## BEGIN Given records

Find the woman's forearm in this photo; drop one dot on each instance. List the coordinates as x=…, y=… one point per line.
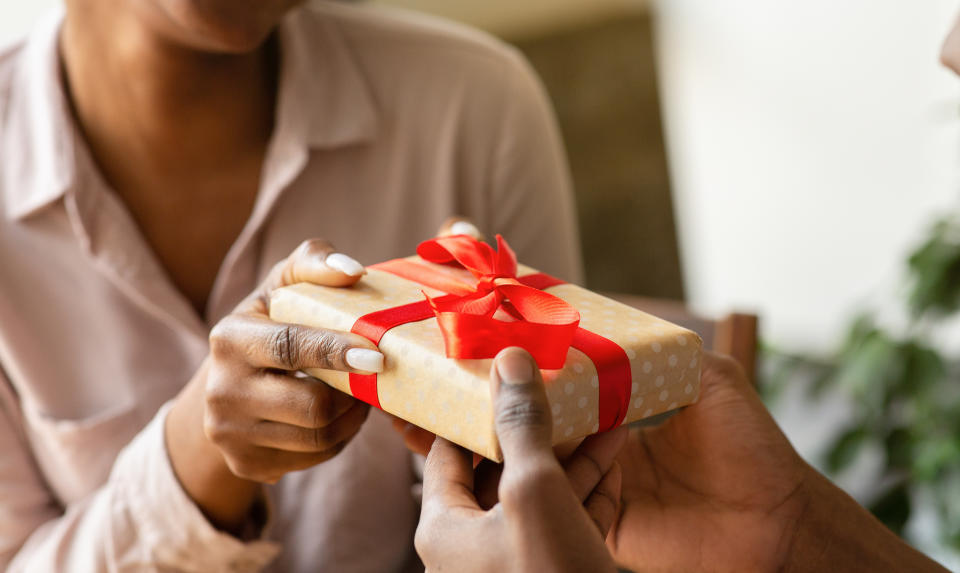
x=835, y=533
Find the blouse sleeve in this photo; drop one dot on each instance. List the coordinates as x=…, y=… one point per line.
x=532, y=191
x=140, y=519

## END Given records

* Challenge
Copy the records above word for word, leaving out the pictures.

* The response
Find the woman's forearm in this photo; drop one dot on each instance. List the coordinates as x=…, y=… one point per line.
x=835, y=533
Find the blouse sleeve in this photo; drop one dot on each instance. List the coordinates as x=…, y=… one point per line.
x=532, y=191
x=140, y=519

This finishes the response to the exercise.